*Provided entries:*

--

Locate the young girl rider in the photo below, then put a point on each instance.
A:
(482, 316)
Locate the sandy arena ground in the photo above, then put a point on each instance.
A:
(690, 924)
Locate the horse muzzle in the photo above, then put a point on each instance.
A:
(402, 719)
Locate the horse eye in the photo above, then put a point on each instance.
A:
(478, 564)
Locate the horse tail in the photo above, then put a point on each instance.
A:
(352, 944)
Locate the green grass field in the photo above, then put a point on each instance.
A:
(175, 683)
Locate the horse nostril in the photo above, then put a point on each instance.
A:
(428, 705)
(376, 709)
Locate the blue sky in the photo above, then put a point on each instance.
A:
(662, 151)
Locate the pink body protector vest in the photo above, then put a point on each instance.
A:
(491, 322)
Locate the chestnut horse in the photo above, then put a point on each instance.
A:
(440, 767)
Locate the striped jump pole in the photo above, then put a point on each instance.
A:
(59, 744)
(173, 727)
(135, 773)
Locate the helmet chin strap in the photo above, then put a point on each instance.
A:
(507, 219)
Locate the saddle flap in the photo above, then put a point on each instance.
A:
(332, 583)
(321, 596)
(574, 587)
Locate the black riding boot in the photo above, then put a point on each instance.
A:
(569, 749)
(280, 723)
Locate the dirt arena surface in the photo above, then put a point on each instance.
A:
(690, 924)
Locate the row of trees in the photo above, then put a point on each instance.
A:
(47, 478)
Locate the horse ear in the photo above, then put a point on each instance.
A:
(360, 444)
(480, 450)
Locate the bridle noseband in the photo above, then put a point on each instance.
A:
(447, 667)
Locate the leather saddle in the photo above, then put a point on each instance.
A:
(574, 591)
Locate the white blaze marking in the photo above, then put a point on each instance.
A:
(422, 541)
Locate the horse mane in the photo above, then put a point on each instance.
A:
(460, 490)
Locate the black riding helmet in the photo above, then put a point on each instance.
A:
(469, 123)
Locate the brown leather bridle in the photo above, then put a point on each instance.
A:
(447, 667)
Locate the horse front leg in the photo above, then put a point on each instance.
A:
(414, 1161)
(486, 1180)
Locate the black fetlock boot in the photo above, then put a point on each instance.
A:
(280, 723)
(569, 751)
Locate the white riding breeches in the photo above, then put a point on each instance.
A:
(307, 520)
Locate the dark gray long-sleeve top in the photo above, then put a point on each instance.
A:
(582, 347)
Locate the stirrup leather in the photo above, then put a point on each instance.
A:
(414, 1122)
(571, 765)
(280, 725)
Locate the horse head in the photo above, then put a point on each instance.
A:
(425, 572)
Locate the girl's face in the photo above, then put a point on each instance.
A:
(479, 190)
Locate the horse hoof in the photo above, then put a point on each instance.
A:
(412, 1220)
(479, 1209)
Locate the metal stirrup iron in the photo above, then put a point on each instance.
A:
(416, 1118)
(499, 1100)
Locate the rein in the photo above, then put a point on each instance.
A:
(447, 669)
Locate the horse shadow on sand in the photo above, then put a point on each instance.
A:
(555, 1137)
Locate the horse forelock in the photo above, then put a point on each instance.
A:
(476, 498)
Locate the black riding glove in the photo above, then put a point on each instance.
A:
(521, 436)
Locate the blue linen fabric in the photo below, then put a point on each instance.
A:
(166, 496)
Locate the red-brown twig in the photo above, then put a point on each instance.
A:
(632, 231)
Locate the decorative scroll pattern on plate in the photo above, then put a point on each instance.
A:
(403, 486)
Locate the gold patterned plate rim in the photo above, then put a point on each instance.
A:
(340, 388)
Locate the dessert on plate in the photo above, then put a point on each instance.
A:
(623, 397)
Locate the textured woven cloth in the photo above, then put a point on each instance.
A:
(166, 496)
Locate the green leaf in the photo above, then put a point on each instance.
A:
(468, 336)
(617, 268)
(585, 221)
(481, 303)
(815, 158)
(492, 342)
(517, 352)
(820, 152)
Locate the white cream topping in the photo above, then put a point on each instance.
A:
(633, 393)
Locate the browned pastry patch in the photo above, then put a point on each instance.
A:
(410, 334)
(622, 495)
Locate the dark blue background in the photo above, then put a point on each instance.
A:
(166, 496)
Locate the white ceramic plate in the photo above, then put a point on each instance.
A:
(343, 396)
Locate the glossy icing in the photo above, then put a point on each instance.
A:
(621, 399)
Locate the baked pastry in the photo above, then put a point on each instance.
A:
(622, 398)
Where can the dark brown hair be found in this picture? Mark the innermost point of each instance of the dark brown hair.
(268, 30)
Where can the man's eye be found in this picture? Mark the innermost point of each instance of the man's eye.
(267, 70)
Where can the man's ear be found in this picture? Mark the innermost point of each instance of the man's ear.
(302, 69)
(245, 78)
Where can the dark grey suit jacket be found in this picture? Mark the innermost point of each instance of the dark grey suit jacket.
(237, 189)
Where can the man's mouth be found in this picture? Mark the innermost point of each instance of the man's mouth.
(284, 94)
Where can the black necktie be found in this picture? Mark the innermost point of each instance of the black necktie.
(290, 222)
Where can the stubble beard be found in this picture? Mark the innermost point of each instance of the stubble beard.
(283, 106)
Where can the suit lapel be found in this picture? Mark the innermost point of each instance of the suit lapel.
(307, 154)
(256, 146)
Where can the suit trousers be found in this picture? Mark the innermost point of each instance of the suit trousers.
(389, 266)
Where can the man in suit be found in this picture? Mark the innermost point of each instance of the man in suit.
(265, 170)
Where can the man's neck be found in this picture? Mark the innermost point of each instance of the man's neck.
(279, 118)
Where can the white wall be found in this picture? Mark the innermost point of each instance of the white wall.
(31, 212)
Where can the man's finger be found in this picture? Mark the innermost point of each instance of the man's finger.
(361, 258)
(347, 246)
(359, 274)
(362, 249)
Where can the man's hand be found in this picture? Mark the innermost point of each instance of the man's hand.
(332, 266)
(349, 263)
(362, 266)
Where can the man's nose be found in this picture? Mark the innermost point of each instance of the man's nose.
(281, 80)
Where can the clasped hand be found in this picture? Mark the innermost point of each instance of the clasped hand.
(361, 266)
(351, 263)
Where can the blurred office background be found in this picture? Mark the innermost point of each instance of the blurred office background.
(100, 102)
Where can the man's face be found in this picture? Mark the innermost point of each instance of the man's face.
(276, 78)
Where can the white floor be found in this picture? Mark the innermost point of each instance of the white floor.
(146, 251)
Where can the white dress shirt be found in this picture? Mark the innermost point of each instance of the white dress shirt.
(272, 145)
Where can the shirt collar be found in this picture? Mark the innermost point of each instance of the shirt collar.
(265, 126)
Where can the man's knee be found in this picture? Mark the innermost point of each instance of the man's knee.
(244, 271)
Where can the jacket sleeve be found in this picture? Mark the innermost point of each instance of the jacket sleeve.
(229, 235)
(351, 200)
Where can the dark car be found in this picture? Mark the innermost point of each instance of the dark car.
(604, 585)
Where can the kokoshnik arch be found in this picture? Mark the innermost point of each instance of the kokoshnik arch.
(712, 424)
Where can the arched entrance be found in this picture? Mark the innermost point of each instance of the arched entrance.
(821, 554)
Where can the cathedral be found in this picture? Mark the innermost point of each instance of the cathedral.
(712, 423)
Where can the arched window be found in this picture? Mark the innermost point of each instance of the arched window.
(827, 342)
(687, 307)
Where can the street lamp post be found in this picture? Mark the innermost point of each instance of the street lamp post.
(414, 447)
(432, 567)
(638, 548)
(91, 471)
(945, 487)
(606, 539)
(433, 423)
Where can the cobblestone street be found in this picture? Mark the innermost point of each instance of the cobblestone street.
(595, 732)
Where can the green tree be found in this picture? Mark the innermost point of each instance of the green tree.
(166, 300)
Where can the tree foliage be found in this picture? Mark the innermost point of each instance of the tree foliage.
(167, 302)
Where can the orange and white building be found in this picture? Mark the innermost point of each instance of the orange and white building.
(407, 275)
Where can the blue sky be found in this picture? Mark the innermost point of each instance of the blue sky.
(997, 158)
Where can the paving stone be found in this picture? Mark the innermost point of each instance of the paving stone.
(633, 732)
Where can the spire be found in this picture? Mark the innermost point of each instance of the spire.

--

*Stated exercise:* Render the lines as a Markdown table with the columns Index and Text, starting with the line that contains "Where can the kokoshnik" and going on through the final line of the rows, both included. Number each line in Index and skip blank lines.

*Written reply:*
| Index | Text |
|---|---|
| 1 | Where can the kokoshnik arch be found in this picture? Mark the innermost point of each instance of the kokoshnik arch. |
| 2 | (712, 424) |
| 3 | Where can the arched entrance be found in this picture? Mark the innermost point of each instance of the arched entrance. |
| 4 | (821, 554) |
| 5 | Where can the cathedral be found in this picture? Mark the innermost point of each instance of the cathedral. |
| 6 | (712, 423) |
| 7 | Where can the arched window be found in this picture? Mark the innermost point of each instance of the arched window. |
| 8 | (827, 342) |
| 9 | (687, 307) |
| 10 | Where can the street lamp post be found in this picture? Mark the innermost point of each instance of the street lamp post. |
| 11 | (414, 447) |
| 12 | (432, 567) |
| 13 | (638, 548) |
| 14 | (91, 471) |
| 15 | (945, 487) |
| 16 | (606, 539) |
| 17 | (433, 423) |
| 18 | Where can the cobblestone street be found in this picture? Mark the innermost point of each instance of the cobblestone street. |
| 19 | (595, 732) |
| 20 | Where can the green tree be found in this picture? Mark the innermost point of each instance of the green tree. |
| 21 | (166, 300) |
| 22 | Where can the tree foliage be found in this picture? Mark the innermost point of each instance of the tree foliage. |
| 23 | (167, 302) |
| 24 | Where can the orange and white building be found in this picture? Mark the innermost point of each instance of the orange and white building. |
| 25 | (407, 275) |
| 26 | Where can the blue sky be found in this picture? Mark the innermost point of each instance of the blue sky. |
| 27 | (997, 158) |
| 28 | Where can the paving stone be found in this picture? Mark the innermost point of each instance of the paving stone. |
| 29 | (633, 732) |
| 30 | Where can the spire be found in this picture? Mark the innermost point of each instance of the spire. |